-- Tujuan Tugas 1 --
Jawab pertanyaan berikut berdasarkan kutipan tentang Solo Baru.
(a) Desa-desa yang mengalami gentrifikasi itu berada di kecamatan apa?
(b) Berapa rata-rata harga properti di desa Gedangan?
(c) Di sepanjang jalan mana harga tanah paling mahal?
-- Tujuan Tugas 2 --
Tulis kembali sebagian kutipan tentang Solo Baru. Mulailah pada kata-kata yang memuat "Seperti peremajaan kota" dan berhentilah setelah "hingga Patung Soekarno.", lalu tukar "membumbung tinggi" dengan "naik tajam".
-- Tujuan Tugas 3 --
Sambung kutipan tentang Solo Baru mulai setelah kalimat terakhir yang ditampilkan.

-- Kutipan Teks --
################

Transformasi pesat dengan properti mewah nan elit pada kawasan Solo Baru, tak bisa dilihat hanya sekedar perkembangan kota biasa. Terlebih, gentrifikasi pada beberapa desa di Kecamatan Grogol itu berkembang dengan kondisi awal berupa wilayah yang hanya persawahan dan ladang kosong berubah menjadi bagaikan kota idaman.

Seperti peremajaan kota lainnya, luas wilayah yang tetap dengan permintaan tak terbatas membuat harga lahan dan properti pada Kawasan Solo Baru terus membumbung tinggi. Pada salah satu desa pada Kawasan Solo Baru bernama Gedangan, rata-rata harga propertinya telah mencapai 6-7 jt per meter persegi, jika yang berada di pinggir jalan raya bisa lebih tinggi. Harga tanah termahal terdapat pada sepanjang Jl. Ir Soekarno, mulai dari Simpang Empat Pandawa hingga Patung Soekarno.

Memang, penawaran mahal tak membatasi semua orang untuk membeli atau menyewa sebuah properti. Namun, nilai yang mencapai puluhan juta permeter tentu tak mungkin buruh pabrik berupah UMR Rp. 2.138.00,00 di Kabupaten Sukoharjo yang membelinya. Gentrifikasi bukan hanya sekedar transformasi stok perumahan maupun lahan di kawasan perkotaan, ini lebih erat berkaitan dengan pergeseran yang dihasilkan dalam pertarungan kelas merebutkan properti yang dihasilkan (Zhang, 2018).

################

Sejumlah catatan
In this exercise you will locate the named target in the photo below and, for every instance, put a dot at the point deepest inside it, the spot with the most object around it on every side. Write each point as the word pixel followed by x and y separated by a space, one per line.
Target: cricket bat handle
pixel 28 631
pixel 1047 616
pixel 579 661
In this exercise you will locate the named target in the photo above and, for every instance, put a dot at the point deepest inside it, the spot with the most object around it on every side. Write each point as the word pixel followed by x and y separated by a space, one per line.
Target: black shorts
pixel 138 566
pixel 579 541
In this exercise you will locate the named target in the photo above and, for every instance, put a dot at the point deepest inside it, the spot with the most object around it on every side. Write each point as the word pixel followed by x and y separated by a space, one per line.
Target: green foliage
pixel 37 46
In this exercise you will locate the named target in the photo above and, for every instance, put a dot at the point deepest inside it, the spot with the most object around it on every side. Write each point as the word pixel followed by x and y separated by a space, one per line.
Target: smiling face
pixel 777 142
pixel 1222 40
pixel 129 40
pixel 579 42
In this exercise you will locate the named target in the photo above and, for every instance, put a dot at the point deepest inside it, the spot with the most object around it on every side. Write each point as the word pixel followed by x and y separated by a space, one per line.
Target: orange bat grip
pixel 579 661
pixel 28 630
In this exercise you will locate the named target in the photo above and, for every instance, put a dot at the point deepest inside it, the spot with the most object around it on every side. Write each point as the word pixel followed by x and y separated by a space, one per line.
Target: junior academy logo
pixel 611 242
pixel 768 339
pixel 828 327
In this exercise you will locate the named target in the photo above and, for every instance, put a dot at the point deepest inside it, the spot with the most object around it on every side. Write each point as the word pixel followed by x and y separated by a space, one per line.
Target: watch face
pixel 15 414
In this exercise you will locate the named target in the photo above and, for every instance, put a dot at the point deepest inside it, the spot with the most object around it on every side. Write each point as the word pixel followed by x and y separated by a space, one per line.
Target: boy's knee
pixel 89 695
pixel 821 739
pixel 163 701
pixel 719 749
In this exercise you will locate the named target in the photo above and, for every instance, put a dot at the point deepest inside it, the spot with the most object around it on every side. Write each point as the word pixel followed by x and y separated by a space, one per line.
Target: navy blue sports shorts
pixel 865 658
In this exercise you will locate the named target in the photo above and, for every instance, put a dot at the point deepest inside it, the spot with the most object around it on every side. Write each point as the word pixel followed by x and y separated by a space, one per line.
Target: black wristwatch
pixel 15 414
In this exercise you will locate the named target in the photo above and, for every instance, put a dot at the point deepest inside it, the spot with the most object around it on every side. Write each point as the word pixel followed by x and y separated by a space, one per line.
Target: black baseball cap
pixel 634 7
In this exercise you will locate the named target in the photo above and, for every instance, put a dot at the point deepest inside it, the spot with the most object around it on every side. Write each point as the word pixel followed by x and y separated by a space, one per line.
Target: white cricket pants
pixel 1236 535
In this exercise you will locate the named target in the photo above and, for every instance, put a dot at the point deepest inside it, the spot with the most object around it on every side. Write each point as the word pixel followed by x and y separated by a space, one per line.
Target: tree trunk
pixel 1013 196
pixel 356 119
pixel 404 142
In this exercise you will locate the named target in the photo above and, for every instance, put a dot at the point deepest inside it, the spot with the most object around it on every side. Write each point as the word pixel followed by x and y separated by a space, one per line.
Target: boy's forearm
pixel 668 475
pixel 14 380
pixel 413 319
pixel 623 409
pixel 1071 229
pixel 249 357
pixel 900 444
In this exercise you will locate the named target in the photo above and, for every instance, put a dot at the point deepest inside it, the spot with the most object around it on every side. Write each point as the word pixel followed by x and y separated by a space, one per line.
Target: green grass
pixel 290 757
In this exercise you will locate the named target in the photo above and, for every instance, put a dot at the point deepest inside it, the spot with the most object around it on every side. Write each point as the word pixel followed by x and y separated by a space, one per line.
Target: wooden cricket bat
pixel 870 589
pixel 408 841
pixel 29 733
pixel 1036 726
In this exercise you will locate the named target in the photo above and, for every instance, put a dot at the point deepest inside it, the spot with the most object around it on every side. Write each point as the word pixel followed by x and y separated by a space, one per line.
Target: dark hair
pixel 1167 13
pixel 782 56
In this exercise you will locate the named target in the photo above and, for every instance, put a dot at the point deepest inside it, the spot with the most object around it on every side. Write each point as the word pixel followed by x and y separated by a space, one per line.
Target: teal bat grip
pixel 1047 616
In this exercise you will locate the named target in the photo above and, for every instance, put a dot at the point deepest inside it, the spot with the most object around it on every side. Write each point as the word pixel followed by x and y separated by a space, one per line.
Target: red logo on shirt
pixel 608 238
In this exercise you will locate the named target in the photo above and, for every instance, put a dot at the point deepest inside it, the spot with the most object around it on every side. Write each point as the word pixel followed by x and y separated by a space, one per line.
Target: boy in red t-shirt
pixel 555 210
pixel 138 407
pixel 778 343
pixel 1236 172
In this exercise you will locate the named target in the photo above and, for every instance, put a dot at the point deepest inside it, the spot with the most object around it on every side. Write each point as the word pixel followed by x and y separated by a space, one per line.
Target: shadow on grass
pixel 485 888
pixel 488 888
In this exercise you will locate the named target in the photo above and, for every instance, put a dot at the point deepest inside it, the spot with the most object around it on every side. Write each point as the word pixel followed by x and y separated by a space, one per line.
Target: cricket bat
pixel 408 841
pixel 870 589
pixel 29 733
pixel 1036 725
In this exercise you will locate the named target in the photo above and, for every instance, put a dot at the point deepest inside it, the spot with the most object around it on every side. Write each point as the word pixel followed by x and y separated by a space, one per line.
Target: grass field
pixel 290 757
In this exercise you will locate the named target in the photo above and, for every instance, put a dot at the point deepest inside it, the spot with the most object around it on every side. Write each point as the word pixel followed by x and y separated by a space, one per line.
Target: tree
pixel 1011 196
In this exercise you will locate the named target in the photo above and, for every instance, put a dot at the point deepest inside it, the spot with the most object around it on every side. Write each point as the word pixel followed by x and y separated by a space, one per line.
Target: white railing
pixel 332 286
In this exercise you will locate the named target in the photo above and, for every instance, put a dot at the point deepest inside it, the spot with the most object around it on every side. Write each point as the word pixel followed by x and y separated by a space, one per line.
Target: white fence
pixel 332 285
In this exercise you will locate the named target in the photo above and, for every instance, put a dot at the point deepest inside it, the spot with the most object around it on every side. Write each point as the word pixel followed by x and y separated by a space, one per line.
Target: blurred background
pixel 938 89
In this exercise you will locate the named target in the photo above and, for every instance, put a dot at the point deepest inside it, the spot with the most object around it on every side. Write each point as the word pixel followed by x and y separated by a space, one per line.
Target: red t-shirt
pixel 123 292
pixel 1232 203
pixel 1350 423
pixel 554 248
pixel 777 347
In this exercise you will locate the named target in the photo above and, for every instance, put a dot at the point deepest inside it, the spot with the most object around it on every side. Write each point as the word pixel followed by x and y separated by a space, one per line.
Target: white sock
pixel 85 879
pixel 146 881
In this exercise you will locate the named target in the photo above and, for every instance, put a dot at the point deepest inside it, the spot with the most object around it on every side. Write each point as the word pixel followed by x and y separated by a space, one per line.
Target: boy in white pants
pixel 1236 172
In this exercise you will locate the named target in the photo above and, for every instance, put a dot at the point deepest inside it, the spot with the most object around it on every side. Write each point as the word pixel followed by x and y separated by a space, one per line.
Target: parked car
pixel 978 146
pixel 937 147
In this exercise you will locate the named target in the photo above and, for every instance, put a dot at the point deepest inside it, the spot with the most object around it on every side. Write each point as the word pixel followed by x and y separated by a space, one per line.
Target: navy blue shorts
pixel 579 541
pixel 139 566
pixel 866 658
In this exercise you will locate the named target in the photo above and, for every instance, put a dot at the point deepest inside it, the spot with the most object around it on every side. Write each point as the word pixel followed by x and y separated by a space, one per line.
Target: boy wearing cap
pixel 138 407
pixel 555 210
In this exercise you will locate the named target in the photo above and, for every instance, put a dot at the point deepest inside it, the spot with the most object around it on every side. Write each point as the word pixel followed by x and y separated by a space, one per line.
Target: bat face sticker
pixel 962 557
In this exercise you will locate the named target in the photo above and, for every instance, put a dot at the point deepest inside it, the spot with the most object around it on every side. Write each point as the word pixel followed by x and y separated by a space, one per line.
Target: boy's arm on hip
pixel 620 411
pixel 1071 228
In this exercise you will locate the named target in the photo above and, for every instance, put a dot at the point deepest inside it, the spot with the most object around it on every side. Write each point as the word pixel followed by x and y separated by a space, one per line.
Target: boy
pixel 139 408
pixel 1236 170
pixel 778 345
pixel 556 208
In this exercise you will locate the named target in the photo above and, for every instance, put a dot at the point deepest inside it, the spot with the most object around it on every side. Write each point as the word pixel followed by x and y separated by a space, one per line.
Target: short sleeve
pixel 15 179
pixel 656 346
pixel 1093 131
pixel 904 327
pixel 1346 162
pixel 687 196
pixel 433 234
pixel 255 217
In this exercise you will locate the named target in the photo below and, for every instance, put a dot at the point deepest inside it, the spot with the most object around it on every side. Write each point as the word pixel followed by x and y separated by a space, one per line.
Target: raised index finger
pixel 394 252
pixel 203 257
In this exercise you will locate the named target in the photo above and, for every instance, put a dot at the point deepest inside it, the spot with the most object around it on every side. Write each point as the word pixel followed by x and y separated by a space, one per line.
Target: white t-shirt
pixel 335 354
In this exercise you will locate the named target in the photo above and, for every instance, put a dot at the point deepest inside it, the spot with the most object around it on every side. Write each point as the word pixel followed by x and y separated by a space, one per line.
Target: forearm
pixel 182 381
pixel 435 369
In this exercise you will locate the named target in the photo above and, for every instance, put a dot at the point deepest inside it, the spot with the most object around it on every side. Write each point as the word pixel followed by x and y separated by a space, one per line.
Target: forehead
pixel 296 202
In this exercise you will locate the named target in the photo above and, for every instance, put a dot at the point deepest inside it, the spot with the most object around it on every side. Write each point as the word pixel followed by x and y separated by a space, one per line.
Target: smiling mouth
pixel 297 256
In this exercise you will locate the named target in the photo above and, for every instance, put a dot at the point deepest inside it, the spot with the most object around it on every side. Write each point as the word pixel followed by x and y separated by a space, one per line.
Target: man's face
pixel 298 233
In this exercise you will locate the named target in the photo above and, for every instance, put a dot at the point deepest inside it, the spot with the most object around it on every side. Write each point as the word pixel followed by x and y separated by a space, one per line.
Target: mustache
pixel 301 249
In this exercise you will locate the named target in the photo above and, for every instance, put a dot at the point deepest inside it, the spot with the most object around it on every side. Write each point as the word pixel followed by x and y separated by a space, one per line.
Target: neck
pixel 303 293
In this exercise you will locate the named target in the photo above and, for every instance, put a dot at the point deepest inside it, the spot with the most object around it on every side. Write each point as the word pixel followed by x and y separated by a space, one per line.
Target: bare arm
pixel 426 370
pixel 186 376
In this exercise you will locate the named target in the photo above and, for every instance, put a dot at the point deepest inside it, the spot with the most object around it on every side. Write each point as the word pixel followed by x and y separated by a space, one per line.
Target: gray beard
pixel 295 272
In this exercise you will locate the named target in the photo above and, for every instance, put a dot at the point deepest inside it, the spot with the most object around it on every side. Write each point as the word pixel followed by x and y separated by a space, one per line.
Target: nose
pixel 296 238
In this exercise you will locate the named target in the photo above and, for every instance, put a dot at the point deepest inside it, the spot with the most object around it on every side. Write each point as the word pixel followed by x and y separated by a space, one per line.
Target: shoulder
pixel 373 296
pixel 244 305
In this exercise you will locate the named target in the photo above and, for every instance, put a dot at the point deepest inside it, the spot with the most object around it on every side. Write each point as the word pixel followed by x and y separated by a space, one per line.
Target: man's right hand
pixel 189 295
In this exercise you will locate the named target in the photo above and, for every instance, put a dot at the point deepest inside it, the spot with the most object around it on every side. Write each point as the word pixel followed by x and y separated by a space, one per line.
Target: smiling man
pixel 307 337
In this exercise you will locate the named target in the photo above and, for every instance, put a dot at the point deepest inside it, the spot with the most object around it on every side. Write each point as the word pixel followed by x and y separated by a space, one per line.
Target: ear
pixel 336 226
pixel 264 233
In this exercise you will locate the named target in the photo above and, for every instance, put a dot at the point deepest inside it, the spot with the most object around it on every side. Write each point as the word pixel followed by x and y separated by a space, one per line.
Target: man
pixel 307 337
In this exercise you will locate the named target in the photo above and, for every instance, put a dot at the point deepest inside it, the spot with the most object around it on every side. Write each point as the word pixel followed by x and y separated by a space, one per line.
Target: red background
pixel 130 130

################

-- Hasil Latihan 1 --
(a) Kecamatan Grogol.
(b) 6-7 jt per meter persegi, dan bisa lebih tinggi untuk properti di pinggir jalan raya.
(c) Jl. Ir Soekarno, mulai dari Simpang Empat Pandawa hingga Patung Soekarno.

-- Hasil Latihan 2 --
Seperti peremajaan kota lainnya, luas wilayah yang tetap dengan permintaan tak terbatas membuat harga lahan dan properti pada Kawasan Solo Baru terus naik tajam. Pada salah satu desa pada Kawasan Solo Baru bernama Gedangan, rata-rata harga propertinya telah mencapai 6-7 jt per meter persegi, jika yang berada di pinggir jalan raya bisa lebih tinggi. Harga tanah termahal terdapat pada sepanjang Jl. Ir Soekarno, mulai dari Simpang Empat Pandawa hingga Patung Soekarno.

-- Hasil Latihan 3 --
Tak mengherankan, properti yang berada di pinggir jalan utama Solo Baru maupun tempat strategis untuk berbisnis dimiliki oleh perusahaan multinasional, sekelas Pizza Hut, Hartono Mall, KFC, The Park Mall, Sorum kendaraan merk Harley Davidson, Best Western dan brand investasi ternama lainnya. Sebab, properti mahal yang ditawarkan memang hanya investor kaya yang mampu menjangkaunya.

Tak hanya itu, seperti hukum pasar pada umumnya, karena telah mengeluarkan biaya produksi yang tinggi, mereka juga menawarkan produknya dengan harga yang tinggi pula. Sekedar sarapan roti dan minuman pada outlet makanan cepat saji bernama King Burger saja, konsumen harus membayar uang sebesar 64 ribu rupiah. Belum lagi, jika ingin menyewa kamar pada apartemen pada Kawasan Solo Baru yang minimal seharga 3 Juta. Kalau bukan dari kalangan kelas menengah-atas maupun keluarga ‘mapan’, tentu tak bakal mampu menyewanya.

Alhasil, properti mewah pada Kawasan Solo Baru membentuk kawasan ‘elit’ dengan golongan berduit yang menikmatinya. Ruang hidup yang nyaman bagi kelas menengah-atas yang mampu menjangkau penawaran harga propertinya.

Namun, peremajaan ruang itu sebetulnya juga menumbalkan kelas menengah – ke bawah dengan ancaman tak dapat mengikuti biaya hidup di lingkungan yang terlanjur elit. Termasuk, risiko masa depan mereka yang tanpa tempat tinggal (tunawisma), karena tak mampu menjangkau harga pasar properti yang terus melejit tinggi. Masyarakat kelas menengah ke-bawah tengah bergulat melawan properti dan harga konsumsi yang terus membumbung tinggi yang dihadirkan di Kawasan Solo Baru.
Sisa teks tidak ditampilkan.